:: EXCERPTED DATA ::

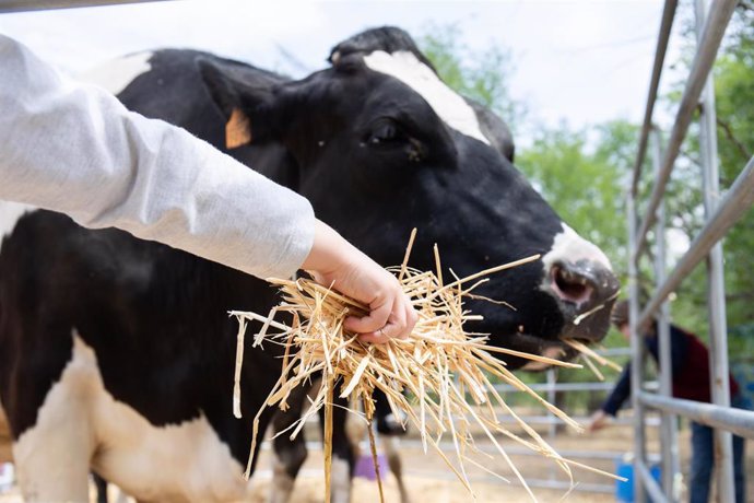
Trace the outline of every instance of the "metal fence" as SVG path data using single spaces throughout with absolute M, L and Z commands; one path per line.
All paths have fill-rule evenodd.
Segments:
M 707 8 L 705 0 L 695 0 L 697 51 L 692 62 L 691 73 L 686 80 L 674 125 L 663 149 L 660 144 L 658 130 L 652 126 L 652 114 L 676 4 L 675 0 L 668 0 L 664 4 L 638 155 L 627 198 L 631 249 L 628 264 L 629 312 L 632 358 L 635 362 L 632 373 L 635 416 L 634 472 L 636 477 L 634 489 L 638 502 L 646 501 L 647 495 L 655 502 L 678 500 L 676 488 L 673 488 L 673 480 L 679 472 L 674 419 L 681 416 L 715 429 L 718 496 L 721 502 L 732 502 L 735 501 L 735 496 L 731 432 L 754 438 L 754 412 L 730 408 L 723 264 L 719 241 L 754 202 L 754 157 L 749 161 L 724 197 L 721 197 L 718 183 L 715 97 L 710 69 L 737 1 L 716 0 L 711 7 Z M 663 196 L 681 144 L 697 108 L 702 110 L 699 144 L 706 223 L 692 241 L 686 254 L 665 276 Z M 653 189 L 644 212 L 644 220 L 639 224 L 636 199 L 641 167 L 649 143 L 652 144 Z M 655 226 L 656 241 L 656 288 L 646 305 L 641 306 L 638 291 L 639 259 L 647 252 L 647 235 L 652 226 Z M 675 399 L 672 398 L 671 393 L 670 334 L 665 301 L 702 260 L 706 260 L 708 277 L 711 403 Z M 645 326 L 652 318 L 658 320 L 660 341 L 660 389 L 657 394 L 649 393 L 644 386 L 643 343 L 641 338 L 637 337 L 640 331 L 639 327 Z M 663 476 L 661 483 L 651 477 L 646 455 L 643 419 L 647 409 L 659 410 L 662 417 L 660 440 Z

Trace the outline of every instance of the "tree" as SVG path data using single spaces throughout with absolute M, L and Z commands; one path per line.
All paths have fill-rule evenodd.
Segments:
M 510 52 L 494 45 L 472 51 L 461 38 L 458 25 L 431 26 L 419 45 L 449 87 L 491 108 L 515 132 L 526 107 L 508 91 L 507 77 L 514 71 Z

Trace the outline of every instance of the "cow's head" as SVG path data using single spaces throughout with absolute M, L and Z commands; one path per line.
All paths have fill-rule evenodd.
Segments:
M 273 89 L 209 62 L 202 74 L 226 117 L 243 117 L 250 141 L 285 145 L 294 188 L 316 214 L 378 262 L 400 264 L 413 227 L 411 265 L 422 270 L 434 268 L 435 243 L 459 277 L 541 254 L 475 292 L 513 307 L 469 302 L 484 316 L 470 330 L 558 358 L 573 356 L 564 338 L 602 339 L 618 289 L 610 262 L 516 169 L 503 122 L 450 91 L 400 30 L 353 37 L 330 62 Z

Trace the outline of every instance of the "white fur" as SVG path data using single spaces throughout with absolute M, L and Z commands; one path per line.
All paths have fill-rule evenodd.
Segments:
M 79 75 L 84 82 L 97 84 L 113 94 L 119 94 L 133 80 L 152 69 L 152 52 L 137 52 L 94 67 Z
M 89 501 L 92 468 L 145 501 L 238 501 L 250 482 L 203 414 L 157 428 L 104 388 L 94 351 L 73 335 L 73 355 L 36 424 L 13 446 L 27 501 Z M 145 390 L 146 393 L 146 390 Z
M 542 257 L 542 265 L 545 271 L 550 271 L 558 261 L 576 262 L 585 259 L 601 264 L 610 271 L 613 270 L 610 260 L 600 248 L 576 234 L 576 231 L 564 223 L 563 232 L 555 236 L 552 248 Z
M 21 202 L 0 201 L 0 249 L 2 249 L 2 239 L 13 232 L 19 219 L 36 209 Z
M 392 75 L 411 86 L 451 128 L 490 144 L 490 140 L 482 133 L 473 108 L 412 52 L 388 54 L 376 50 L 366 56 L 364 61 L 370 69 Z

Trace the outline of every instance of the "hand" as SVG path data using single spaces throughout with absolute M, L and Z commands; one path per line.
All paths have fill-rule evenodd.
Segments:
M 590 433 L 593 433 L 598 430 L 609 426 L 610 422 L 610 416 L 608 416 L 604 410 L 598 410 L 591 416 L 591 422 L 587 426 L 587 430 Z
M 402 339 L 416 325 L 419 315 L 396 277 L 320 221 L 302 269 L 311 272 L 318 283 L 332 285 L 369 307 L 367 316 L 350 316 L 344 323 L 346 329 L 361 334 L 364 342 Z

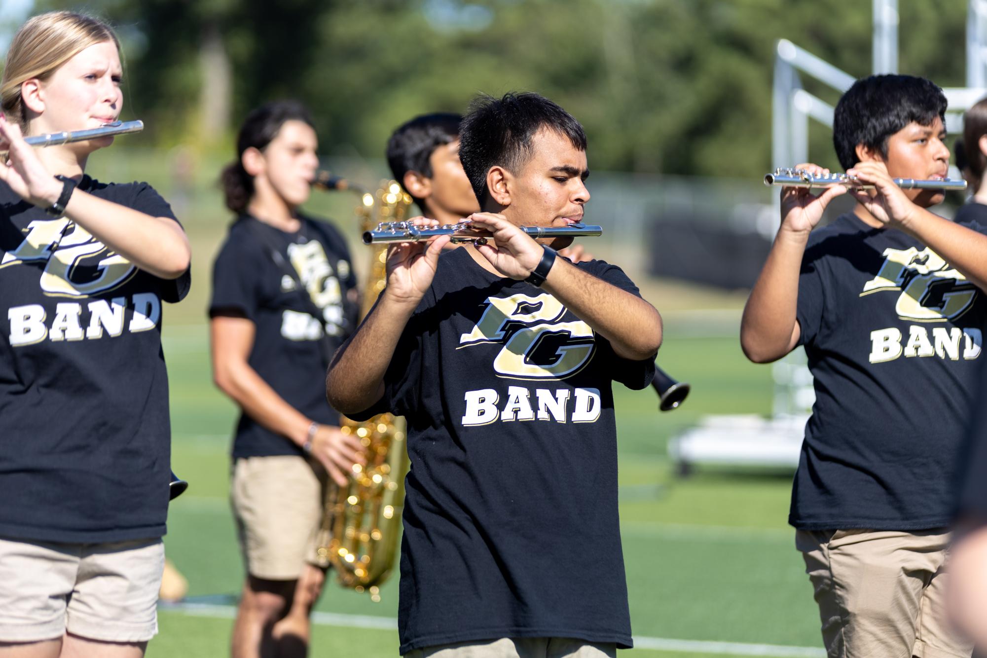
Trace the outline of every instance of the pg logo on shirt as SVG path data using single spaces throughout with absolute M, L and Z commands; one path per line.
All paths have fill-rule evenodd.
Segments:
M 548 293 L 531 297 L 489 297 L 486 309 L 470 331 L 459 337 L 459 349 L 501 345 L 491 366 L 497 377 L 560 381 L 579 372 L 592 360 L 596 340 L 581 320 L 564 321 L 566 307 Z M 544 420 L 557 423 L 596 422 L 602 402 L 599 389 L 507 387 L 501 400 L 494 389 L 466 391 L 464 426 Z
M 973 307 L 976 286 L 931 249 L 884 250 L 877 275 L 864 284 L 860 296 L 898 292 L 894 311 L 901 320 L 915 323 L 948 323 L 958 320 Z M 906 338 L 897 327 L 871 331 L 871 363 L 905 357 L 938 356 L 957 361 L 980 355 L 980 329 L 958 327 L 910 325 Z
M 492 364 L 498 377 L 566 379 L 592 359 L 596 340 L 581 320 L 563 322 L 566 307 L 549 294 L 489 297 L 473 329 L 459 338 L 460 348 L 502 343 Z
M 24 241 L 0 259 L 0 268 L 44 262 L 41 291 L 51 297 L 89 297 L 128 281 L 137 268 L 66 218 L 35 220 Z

:::

## WHAT YOU HAVE TO DO
Can you update everything from the line containing "Trace the outline of every instance of the pg" down to the end of the data by changing "pg logo on shirt" to "shirt logo" and keeping every other character the same?

## EXERCISE RESULT
Trace the outline of every instance of the shirt logo as SVG path data using single spaces throughout with absolute M, L and Z commands; one path per line.
All paths have fill-rule evenodd.
Segments:
M 548 293 L 531 297 L 489 297 L 486 309 L 470 331 L 459 337 L 459 349 L 501 345 L 491 366 L 497 377 L 560 381 L 579 372 L 592 360 L 596 340 L 581 320 L 564 321 L 566 307 Z M 544 420 L 557 423 L 596 422 L 602 402 L 599 389 L 507 387 L 501 400 L 494 389 L 466 391 L 464 426 Z
M 973 307 L 976 286 L 931 249 L 884 250 L 877 275 L 864 284 L 860 296 L 898 292 L 894 311 L 901 320 L 915 323 L 948 323 L 958 320 Z M 906 338 L 897 327 L 871 331 L 871 363 L 905 357 L 938 356 L 957 361 L 980 355 L 980 329 L 958 327 L 910 325 Z
M 492 364 L 498 377 L 566 379 L 592 359 L 596 340 L 581 320 L 563 322 L 566 307 L 549 294 L 489 297 L 473 329 L 459 338 L 460 348 L 502 343 Z
M 24 241 L 0 259 L 0 268 L 44 262 L 41 291 L 51 297 L 89 297 L 128 281 L 137 268 L 66 218 L 35 220 Z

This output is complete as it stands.